____ Provided data
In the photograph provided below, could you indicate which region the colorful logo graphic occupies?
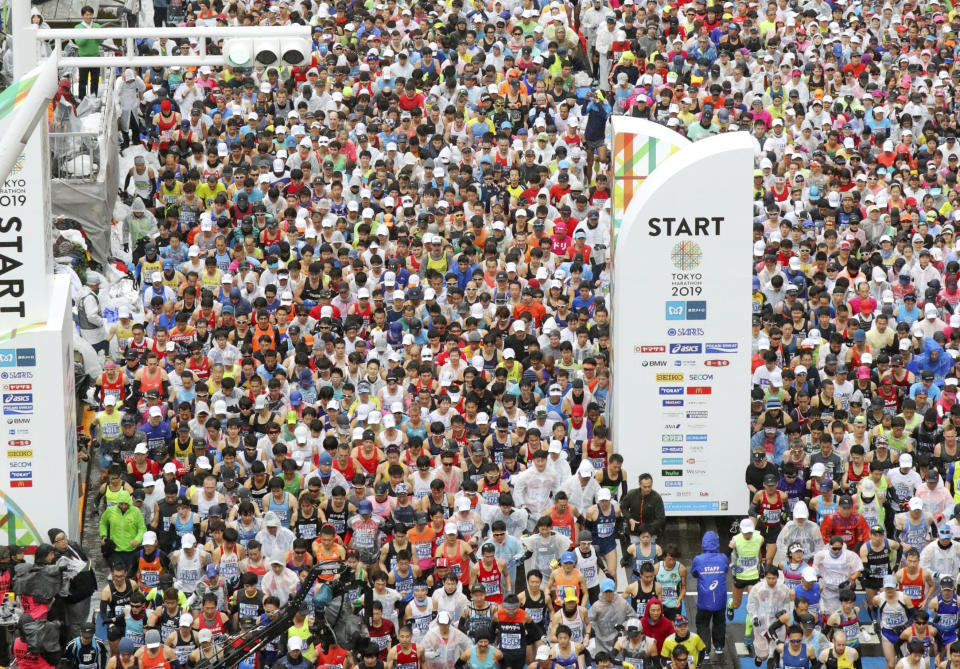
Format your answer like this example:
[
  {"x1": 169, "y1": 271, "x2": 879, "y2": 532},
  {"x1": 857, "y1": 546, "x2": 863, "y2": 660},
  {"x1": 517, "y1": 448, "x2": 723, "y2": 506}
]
[{"x1": 670, "y1": 241, "x2": 703, "y2": 272}]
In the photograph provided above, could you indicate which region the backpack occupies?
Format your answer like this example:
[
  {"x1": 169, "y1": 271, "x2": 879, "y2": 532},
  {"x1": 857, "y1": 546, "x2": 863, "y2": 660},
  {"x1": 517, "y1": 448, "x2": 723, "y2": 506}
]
[{"x1": 21, "y1": 620, "x2": 60, "y2": 657}]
________
:: What this task involves ::
Reproduce the lines word for word, beginning with the line containing "In the photograph provided above, could" and continuing through the end of the entries.

:: Solution for this problem ::
In the photograph provided above, could you indicate which region the backpack occupies?
Format your answer like this example:
[
  {"x1": 169, "y1": 271, "x2": 879, "y2": 532},
  {"x1": 857, "y1": 546, "x2": 863, "y2": 660},
  {"x1": 517, "y1": 448, "x2": 723, "y2": 506}
]
[{"x1": 21, "y1": 620, "x2": 60, "y2": 657}]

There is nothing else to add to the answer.